→ **WHAT NEEDS TO BE DONE**
Each line from the one that contains "segment: crowd of people" to the end of the material must be set down exactly, and no line before it.

:::::

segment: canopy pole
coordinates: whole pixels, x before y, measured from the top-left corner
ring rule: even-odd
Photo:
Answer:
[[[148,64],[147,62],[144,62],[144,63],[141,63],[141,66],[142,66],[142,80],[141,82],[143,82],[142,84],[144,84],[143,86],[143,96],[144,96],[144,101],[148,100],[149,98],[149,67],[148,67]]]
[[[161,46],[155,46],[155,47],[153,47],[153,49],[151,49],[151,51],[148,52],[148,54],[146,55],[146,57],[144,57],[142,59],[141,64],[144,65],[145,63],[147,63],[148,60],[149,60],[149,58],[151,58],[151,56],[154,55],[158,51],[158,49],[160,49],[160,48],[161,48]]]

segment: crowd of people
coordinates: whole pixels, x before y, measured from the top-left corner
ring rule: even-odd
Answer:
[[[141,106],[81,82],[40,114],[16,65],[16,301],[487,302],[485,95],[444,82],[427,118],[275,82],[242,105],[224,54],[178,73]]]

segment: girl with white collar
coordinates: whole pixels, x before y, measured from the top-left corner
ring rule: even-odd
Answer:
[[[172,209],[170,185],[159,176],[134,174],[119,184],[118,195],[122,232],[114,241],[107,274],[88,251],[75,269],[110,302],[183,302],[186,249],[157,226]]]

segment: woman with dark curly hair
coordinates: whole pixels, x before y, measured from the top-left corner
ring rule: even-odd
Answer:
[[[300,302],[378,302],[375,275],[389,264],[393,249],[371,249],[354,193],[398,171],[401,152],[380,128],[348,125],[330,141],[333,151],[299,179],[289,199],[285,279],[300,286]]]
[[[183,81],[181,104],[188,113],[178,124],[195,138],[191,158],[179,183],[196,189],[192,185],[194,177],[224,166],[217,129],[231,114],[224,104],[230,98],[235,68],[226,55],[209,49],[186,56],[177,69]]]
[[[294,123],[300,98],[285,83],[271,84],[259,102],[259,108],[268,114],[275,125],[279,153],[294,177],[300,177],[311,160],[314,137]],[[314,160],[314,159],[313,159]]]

:::::

→ **RESPONSE AREA**
segment: crowd of people
coordinates: whole pixels, x before y, measured from the top-left corner
ring rule: even-odd
Answer:
[[[141,106],[81,82],[40,114],[16,65],[16,301],[487,302],[485,95],[444,82],[427,118],[275,82],[242,105],[224,54],[178,73]]]

segment: girl with white collar
coordinates: whole pixels, x before y, measured from the top-left corner
ring rule: even-odd
Answer:
[[[172,209],[170,185],[159,176],[134,174],[119,184],[118,195],[122,232],[114,241],[107,274],[88,251],[75,269],[110,302],[183,302],[186,249],[157,226]]]

segment: woman with dark curly hair
coordinates: whole pixels, x before y, measured from the top-left corner
ring rule: even-odd
Answer:
[[[300,302],[378,302],[375,275],[389,264],[393,249],[371,249],[354,193],[398,171],[401,152],[380,128],[348,125],[330,141],[333,151],[299,179],[289,199],[285,279],[300,286]]]
[[[183,81],[181,104],[188,113],[178,124],[195,138],[191,158],[179,183],[196,189],[192,185],[194,177],[224,166],[217,129],[231,114],[224,104],[230,98],[235,68],[226,55],[209,49],[186,56],[177,69]]]
[[[294,123],[300,98],[285,83],[271,84],[259,102],[259,108],[268,114],[275,125],[279,153],[294,177],[300,177],[311,160],[314,137]],[[314,160],[314,159],[313,159]]]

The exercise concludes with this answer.